##### Data #####

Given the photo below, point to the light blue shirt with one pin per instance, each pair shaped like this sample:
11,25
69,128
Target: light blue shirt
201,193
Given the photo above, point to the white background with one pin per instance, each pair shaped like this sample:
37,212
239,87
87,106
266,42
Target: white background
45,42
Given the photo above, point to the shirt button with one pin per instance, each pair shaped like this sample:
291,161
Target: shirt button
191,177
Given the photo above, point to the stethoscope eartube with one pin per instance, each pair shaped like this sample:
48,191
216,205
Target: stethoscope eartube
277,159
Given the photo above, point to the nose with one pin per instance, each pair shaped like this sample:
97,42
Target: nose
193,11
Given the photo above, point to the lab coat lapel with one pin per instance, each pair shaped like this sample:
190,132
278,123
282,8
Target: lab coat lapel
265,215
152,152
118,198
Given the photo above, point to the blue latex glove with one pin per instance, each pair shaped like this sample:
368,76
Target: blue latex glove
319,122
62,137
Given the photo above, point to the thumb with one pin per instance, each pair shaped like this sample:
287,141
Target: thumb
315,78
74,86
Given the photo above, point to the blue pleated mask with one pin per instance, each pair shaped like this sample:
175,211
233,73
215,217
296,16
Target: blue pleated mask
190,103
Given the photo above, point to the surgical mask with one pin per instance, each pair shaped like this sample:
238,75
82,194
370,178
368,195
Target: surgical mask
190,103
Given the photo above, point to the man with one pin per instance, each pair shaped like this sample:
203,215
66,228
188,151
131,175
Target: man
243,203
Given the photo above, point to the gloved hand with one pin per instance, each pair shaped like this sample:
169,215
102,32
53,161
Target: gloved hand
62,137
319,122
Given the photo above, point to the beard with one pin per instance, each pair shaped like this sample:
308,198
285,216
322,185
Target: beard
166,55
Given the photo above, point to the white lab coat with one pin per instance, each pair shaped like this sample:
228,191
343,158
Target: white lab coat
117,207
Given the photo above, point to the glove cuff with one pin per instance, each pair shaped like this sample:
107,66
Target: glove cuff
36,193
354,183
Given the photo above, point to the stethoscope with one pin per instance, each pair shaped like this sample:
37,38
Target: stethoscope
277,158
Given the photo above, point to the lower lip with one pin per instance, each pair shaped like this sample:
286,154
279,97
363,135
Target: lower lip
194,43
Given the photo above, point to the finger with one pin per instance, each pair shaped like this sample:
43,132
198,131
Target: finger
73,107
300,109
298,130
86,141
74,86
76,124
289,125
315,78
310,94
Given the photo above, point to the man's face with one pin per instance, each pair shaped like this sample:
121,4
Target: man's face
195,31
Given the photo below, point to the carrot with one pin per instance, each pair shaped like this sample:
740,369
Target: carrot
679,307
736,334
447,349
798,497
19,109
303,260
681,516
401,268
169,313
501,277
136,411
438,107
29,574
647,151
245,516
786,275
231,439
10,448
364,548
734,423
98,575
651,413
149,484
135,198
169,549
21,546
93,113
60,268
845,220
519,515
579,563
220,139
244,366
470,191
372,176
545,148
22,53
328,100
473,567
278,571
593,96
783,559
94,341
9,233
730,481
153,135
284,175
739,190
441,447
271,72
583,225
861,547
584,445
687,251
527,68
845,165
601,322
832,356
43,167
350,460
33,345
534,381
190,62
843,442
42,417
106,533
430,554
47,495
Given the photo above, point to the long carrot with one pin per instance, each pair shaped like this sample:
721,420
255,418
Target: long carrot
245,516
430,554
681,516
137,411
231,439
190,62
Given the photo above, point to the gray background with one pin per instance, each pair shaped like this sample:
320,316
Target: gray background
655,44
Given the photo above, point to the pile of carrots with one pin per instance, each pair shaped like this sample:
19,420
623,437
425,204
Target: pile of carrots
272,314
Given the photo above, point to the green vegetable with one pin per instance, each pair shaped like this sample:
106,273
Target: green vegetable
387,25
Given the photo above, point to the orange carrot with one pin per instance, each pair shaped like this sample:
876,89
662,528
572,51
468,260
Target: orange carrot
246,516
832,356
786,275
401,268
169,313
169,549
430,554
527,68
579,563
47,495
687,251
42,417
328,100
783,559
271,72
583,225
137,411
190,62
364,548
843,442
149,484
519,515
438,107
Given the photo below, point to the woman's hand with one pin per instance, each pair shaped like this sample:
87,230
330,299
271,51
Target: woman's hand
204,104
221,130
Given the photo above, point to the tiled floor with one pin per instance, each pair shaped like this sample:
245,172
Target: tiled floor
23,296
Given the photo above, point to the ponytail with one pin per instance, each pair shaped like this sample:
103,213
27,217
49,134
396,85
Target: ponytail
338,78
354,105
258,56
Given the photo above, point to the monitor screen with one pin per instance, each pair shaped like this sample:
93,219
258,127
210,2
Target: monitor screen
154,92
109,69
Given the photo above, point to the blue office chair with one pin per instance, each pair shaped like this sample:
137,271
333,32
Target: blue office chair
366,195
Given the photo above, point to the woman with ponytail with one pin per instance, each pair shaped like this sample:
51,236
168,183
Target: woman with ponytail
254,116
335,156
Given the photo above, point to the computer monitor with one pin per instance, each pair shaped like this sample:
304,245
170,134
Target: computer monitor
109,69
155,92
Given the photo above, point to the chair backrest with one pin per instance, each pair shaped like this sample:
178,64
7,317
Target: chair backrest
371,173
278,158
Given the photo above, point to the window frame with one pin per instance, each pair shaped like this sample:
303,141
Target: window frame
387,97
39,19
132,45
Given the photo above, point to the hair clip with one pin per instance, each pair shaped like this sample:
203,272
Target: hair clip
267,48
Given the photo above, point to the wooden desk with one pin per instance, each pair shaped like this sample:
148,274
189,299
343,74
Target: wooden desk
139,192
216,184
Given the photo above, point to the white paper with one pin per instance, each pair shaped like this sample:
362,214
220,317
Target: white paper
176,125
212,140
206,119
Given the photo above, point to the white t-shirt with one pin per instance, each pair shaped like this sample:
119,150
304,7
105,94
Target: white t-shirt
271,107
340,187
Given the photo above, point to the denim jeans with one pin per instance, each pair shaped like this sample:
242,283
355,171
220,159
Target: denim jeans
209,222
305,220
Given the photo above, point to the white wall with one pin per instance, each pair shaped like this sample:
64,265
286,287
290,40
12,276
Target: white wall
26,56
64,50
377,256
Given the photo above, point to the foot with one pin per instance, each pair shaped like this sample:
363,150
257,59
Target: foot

#####

What is needed >>
Looking at the listing above, how many of its lines contain the string "below"? Give the number alone.

Exercise output >>
3